BEGIN Provided information

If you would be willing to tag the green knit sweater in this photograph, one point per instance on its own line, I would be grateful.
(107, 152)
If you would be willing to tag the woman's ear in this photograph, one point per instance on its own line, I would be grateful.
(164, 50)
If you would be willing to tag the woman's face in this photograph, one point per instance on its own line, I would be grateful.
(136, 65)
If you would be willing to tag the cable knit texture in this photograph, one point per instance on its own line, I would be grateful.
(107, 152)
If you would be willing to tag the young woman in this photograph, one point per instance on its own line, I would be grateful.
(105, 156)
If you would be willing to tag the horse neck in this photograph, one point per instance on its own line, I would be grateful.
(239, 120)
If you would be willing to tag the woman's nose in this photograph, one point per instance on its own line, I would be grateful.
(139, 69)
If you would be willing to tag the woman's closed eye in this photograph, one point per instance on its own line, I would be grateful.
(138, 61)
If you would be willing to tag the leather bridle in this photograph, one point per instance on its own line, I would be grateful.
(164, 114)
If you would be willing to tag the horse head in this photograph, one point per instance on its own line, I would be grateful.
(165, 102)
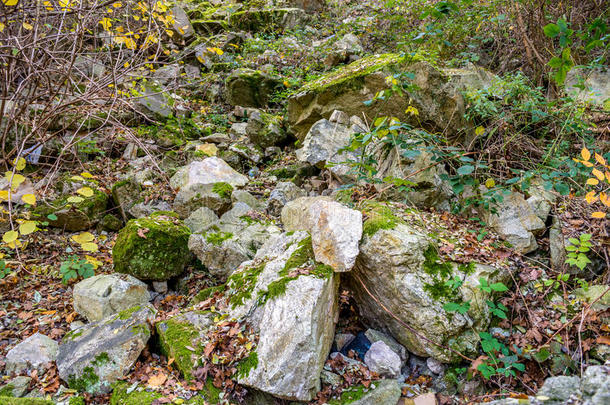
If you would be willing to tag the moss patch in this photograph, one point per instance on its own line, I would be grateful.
(223, 189)
(379, 217)
(161, 253)
(246, 365)
(175, 337)
(86, 382)
(24, 401)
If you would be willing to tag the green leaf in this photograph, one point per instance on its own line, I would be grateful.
(551, 30)
(465, 170)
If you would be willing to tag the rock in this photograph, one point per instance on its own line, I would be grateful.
(75, 216)
(100, 296)
(250, 88)
(342, 339)
(594, 293)
(152, 248)
(235, 239)
(344, 49)
(295, 213)
(267, 19)
(177, 334)
(95, 356)
(209, 171)
(559, 389)
(283, 192)
(382, 360)
(516, 222)
(429, 188)
(265, 130)
(216, 197)
(557, 245)
(400, 266)
(376, 336)
(381, 392)
(294, 315)
(126, 194)
(141, 210)
(308, 5)
(596, 82)
(245, 197)
(111, 223)
(16, 387)
(438, 98)
(182, 25)
(201, 220)
(34, 353)
(336, 231)
(322, 145)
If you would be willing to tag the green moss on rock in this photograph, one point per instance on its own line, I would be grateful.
(152, 248)
(24, 401)
(174, 338)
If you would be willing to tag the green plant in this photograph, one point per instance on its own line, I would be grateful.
(577, 250)
(74, 267)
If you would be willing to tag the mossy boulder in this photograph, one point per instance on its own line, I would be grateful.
(25, 401)
(437, 97)
(73, 211)
(180, 334)
(267, 20)
(250, 88)
(126, 194)
(152, 248)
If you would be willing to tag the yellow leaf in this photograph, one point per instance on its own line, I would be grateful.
(10, 236)
(93, 261)
(85, 191)
(27, 227)
(89, 247)
(19, 163)
(598, 173)
(590, 197)
(600, 159)
(15, 180)
(29, 199)
(106, 24)
(83, 237)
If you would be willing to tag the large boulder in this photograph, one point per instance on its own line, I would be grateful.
(291, 301)
(208, 171)
(250, 88)
(335, 229)
(438, 97)
(596, 85)
(399, 269)
(323, 145)
(80, 205)
(516, 221)
(100, 296)
(152, 248)
(34, 353)
(93, 357)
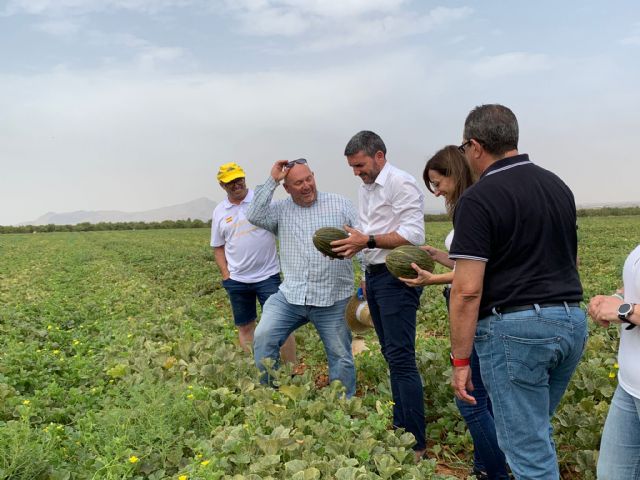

END Provided information

— Aim —
Can you reproduce the entire listing above word for word, omitting the pictures from your copy?

— Solution —
If you would be willing to tag the green knit sweater in this photograph, one point per instance on its own line, I would be grateful.
(107, 152)
If you would be willing to tag the woman's ear in this photograph, one point per instance on its own line, I would be grateful.
(164, 50)
If you would be willing to tag the woman's face in this photograph, one point per instance on its own line, I would be grateful.
(136, 65)
If you would be willing to tag the cable knit texture in this photograph, one point per instance on its own line, I would be grateful.
(107, 152)
If you would be willing to tag the young woman in this photograph, one point per instance on its own line, I would be grateful.
(105, 156)
If you would be willing to tag the horse neck in this photograph, one point per instance on its own line, I would be grateful.
(239, 120)
If you would be willing to tag the woman's nose in this photograph, one point per instance on its own line, I would be grateful.
(139, 69)
If you would be willing to tag the woman's closed eye in this photograph, one point per instance on its own line, I would be grateful.
(138, 61)
If you would be willing to tag the leather bridle in this photograph, one point per instance on its own line, I would be grateful.
(164, 114)
If you would be willing to tag the horse head in this photograph, one point per instance on its own line, I would be grateful.
(165, 102)
If you would be willing to tag the moss patch in this photograph, one point per instance on its own line, I would be grateful.
(223, 189)
(379, 217)
(161, 253)
(246, 365)
(175, 337)
(86, 382)
(24, 401)
If you would be willing to tag the green leaf in this photograph, one point per instance on its own line, I would be grateful.
(551, 30)
(465, 170)
If you would be willing to tag the rock in this photograph, one point per instance on its own line, I would be grateful.
(75, 216)
(100, 296)
(250, 88)
(342, 339)
(594, 293)
(152, 248)
(235, 239)
(344, 49)
(295, 213)
(267, 19)
(177, 334)
(95, 356)
(209, 171)
(559, 389)
(283, 192)
(382, 360)
(516, 222)
(429, 188)
(265, 130)
(216, 197)
(557, 245)
(400, 266)
(376, 336)
(381, 392)
(294, 315)
(126, 194)
(141, 210)
(308, 5)
(596, 82)
(245, 197)
(111, 223)
(16, 387)
(438, 98)
(182, 25)
(201, 220)
(34, 353)
(336, 231)
(322, 145)
If you would be willing to tag the green moss on rock in this photograph, one point per instance on its own line, I would be grateful.
(152, 248)
(24, 401)
(174, 338)
If you would be willing to tag the green plant in this photograph, one point per instance on its own line, I would be grateful.
(577, 250)
(74, 267)
If you would be willing to tag the mossy boulder in this photograph, one point per instance on its own line, I would be grateful.
(25, 401)
(437, 97)
(73, 211)
(180, 334)
(267, 20)
(250, 88)
(126, 194)
(152, 248)
If you would be willing to tag the yellow leaf in this photograph, one point per instance on its own line, I would be grateful.
(10, 236)
(93, 261)
(85, 191)
(27, 227)
(89, 247)
(19, 163)
(598, 173)
(590, 197)
(600, 159)
(15, 180)
(29, 199)
(106, 24)
(83, 237)
If you would be willing to tag the large boulder in this photograph, one point per instance on its own line, I would be grateful.
(291, 301)
(208, 171)
(250, 88)
(335, 229)
(438, 97)
(596, 85)
(399, 269)
(323, 145)
(80, 205)
(516, 221)
(100, 296)
(152, 248)
(34, 353)
(93, 357)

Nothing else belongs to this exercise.